Problem statement >> The response must consist of every record, restated word for word.

***** Data extract *****

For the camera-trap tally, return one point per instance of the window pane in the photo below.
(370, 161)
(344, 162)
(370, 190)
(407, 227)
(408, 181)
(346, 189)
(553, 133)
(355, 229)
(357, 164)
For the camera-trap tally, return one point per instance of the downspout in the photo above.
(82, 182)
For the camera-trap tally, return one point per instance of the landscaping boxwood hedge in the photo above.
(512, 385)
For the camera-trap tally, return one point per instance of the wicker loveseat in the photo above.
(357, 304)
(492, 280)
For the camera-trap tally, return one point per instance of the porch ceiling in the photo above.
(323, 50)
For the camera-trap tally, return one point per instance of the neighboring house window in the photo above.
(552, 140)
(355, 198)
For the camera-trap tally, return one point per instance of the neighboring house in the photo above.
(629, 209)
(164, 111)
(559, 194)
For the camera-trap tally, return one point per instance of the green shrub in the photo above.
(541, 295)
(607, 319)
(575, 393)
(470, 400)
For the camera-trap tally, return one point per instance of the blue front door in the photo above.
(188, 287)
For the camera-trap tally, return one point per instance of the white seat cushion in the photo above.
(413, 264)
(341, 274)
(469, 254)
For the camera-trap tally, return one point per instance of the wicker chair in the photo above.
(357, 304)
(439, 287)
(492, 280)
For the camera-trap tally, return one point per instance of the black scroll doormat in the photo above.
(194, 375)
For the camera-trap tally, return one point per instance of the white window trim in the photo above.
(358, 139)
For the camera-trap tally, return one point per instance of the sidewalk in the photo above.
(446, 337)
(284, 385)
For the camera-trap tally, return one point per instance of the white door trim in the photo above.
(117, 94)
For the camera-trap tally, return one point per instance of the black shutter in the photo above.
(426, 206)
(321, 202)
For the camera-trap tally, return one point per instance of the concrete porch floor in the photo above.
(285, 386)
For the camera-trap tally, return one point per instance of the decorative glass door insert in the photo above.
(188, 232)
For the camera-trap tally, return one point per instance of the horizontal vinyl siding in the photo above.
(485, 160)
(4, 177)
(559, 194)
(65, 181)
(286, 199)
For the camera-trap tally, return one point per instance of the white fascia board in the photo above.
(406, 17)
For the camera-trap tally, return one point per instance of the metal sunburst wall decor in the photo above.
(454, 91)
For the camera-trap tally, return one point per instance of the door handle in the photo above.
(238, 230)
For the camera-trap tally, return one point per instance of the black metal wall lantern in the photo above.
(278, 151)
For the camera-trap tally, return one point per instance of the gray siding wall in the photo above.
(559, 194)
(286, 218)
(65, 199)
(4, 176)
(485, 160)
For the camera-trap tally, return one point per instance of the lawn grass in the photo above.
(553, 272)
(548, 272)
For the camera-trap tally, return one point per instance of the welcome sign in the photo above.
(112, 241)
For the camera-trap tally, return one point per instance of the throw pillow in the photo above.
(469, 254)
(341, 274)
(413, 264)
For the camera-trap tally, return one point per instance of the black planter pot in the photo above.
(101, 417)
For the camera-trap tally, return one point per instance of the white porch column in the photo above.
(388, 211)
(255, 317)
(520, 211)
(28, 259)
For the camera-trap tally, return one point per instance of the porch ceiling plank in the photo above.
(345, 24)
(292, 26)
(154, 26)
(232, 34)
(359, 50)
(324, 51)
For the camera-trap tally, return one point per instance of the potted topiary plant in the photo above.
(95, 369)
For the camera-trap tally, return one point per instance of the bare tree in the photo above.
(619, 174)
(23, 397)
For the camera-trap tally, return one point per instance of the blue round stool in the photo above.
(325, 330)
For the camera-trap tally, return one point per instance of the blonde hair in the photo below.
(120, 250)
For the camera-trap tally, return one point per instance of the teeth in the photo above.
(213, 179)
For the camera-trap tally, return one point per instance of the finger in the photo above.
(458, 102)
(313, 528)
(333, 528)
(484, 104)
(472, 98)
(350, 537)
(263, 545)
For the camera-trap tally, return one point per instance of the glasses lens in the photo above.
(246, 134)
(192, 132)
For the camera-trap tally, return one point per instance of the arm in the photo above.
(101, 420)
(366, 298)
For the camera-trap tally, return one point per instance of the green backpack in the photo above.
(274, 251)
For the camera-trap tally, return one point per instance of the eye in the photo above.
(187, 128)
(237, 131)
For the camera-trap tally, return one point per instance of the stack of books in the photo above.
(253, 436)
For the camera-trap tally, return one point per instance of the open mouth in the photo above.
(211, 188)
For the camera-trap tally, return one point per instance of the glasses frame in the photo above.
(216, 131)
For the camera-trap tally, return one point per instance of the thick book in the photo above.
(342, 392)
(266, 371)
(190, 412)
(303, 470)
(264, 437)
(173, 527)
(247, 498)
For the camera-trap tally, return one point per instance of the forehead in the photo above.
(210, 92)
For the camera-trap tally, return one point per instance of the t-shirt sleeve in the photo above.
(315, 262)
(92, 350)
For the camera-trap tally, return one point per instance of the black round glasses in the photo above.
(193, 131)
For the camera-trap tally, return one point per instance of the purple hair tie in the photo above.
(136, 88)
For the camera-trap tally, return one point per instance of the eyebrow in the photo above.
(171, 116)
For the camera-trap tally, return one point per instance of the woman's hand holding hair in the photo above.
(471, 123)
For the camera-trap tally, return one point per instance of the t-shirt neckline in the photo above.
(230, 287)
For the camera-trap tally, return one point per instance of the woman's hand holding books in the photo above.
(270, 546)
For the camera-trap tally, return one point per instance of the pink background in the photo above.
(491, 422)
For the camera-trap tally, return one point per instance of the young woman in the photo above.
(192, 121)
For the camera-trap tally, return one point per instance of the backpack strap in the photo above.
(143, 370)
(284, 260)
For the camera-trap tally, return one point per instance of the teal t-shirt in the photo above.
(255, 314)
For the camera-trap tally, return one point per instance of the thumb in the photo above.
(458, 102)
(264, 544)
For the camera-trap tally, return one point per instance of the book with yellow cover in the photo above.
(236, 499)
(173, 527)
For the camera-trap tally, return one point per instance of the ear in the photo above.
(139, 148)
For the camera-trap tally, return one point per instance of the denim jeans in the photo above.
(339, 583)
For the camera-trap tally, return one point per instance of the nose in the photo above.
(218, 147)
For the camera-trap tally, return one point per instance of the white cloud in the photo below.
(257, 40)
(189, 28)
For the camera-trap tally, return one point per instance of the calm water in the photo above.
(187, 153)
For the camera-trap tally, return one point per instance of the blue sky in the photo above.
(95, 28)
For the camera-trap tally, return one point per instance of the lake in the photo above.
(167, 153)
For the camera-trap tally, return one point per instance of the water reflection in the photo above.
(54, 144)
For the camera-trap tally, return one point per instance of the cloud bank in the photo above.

*****

Exercise solution >>
For the camera-trap tally, return one point per instance of the window pane in the photo below.
(370, 161)
(344, 162)
(370, 190)
(407, 227)
(408, 181)
(346, 189)
(553, 133)
(355, 229)
(357, 164)
For the camera-trap tally, return one point per instance of the downspout in the photo above.
(82, 182)
For the camera-trap tally, return one point per instance of the landscaping boxwood hedge in the photo above.
(512, 385)
For the camera-trap tally, return one point per instance of the wicker loveseat in the photo above.
(357, 304)
(492, 280)
For the camera-trap tally, return one point per instance of the porch ceiling in the photo above.
(323, 50)
For the camera-trap tally, return one point per instance of the neighboring house window in the photo above.
(552, 140)
(355, 198)
For the camera-trap tally, return one point per instance of the neighboring house in the photo above.
(629, 209)
(164, 111)
(559, 194)
For the camera-trap tally, return one point per instance of the green shrub in the photo above.
(541, 295)
(607, 319)
(575, 393)
(470, 400)
For the camera-trap tally, return one point per instance of the blue front door in the photo above.
(188, 287)
For the camera-trap tally, return one point per instance of the white seat cushion in the photo above.
(413, 264)
(341, 274)
(469, 254)
For the camera-trap tally, return one point per instance of the wicker chair in the photo above.
(357, 304)
(439, 287)
(492, 280)
For the camera-trap tally, return one point per instance of the black scroll doormat in the photo above.
(194, 375)
For the camera-trap tally, return one point per instance of the white window trim in the photo above.
(358, 139)
For the camera-trap tally, return one point per instance of the sidewalk in the photo above.
(446, 337)
(284, 385)
For the camera-trap tally, return one point per instance of the white door trim in the photo above.
(117, 94)
For the camera-trap tally, return one point per instance of the black shutter in the photo above.
(426, 206)
(321, 202)
For the camera-trap tally, return one point per instance of the concrete porch floor in the photo above.
(285, 386)
For the camera-trap tally, return one point per instance of the decorative glass door insert in the photo above.
(188, 232)
For the camera-trap tally, return one point per instance of the horizontal vinyl siding in the photo above.
(485, 160)
(4, 177)
(559, 194)
(65, 181)
(286, 199)
For the camera-trap tally, return one point per instance of the white fascia board in the photo above.
(406, 17)
For the camera-trap tally, return one point per instance of the metal sunburst wall decor in the photo above.
(454, 91)
For the camera-trap tally, return one point per instance of the door handle in the photo above.
(238, 230)
For the camera-trap tally, return one point per instance of the black metal wall lantern in the photo above.
(278, 151)
For the camera-trap tally, return one point per instance of the gray siding wall in the photo above.
(559, 194)
(286, 218)
(65, 199)
(4, 176)
(485, 160)
For the camera-trap tally, return one point per instance of the lawn grass in the photo above.
(553, 272)
(548, 272)
For the camera-trap tally, return one point per instance of the welcome sign in the photo above.
(112, 241)
For the camera-trap tally, return one point per instance of the throw pillow in the photo above.
(469, 254)
(341, 274)
(413, 264)
For the camera-trap tally, return one point per instance of the black planter pot in the photo above.
(101, 417)
For the camera-trap tally, return one point per instance of the white porch column in the photo above.
(388, 211)
(255, 317)
(520, 211)
(28, 259)
For the camera-trap tally, return one point per instance of the porch ceiling plank in the photo above.
(345, 24)
(292, 26)
(154, 26)
(232, 34)
(359, 50)
(324, 51)
For the camera-trap tally, return one point per instance of the potted topiary plant in the photo above.
(95, 369)
For the camera-trap tally, return one point per instance of the bare tree in the photo above.
(619, 174)
(23, 397)
For the camera-trap tally, return one point per instance of the blue round stool in the photo above.
(325, 330)
For the camera-trap tally, return one point per instance of the blonde hair in the photo below.
(120, 250)
For the camera-trap tally, return one point per instance of the teeth in the photo above.
(213, 179)
For the camera-trap tally, return one point per instance of the finger in the photo above.
(458, 102)
(313, 528)
(333, 528)
(484, 104)
(472, 98)
(350, 537)
(263, 545)
For the camera-trap tally, return one point per instance of the glasses lens in the photo above.
(246, 134)
(192, 132)
For the camera-trap tally, return one point per instance of the arm in the photo above.
(101, 420)
(366, 298)
For the camera-trap tally, return one point per instance of the green backpack in the photo above.
(274, 251)
For the camera-trap tally, return one point per instance of the eye in the photo above.
(187, 128)
(237, 131)
For the camera-trap tally, return one point per instance of the stack of books in the photo above.
(253, 436)
For the camera-trap tally, return one point per instance of the open mouth in the photo above.
(211, 188)
For the camera-trap tally, return one point per instance of the glasses frame in the photo above.
(216, 131)
For the camera-trap tally, return one point per instance of the thick book in the photo above.
(342, 392)
(266, 371)
(190, 412)
(303, 470)
(264, 437)
(173, 527)
(247, 498)
For the camera-trap tally, return one point per instance of the forehead in the photo above.
(210, 92)
For the camera-trap tally, return one point per instance of the t-shirt sleeve in the photo above.
(315, 262)
(92, 350)
For the camera-trap tally, return one point per instance of the black round glasses in the photo above.
(193, 131)
For the camera-trap tally, return one point per instance of the purple hair tie in the photo above.
(136, 88)
For the camera-trap tally, return one point per instance of the eyebrow in the photo above.
(171, 116)
For the camera-trap tally, return one point per instance of the woman's hand holding hair in the photo above.
(471, 123)
For the camera-trap tally, return one point per instance of the t-shirt neckline in the photo above.
(230, 287)
For the camera-trap tally, return one point per instance of the woman's hand holding books in the photo above.
(270, 546)
For the camera-trap tally, return one point per instance of the pink background in the photo above.
(491, 422)
For the camera-trap tally, return one point per instance of the young woman in the photo above.
(192, 121)
For the camera-trap tally, return one point per instance of the backpack strap in the photo above.
(143, 370)
(284, 260)
For the camera-trap tally, return one point per instance of the teal t-shirt in the photo above.
(255, 314)
For the camera-trap tally, return one point per instance of the thumb in the photo above.
(458, 102)
(264, 544)
For the camera-trap tally, return one point per instance of the book with yellow cover in the photo above.
(236, 499)
(173, 527)
For the camera-trap tally, return one point per instance of the ear in the photo above.
(139, 148)
For the camera-trap tally, return one point per instance of the denim jeans in the photo above.
(339, 583)
For the camera-trap tally, return one point per instance of the nose in the photo above.
(218, 147)
For the camera-trap tally, return one point per instance of the white cloud in the photo below.
(257, 40)
(189, 28)
For the camera-trap tally, return one point per instance of the calm water in the photo above.
(187, 153)
For the camera-trap tally, return one point per instance of the blue sky in the photo above.
(95, 28)
For the camera-trap tally, return one point per instance of the lake in the photo above.
(167, 153)
For the camera-trap tally, return one point per instance of the water reflection in the photo above.
(54, 144)
For the camera-trap tally, return one point per instance of the cloud bank in the photo above.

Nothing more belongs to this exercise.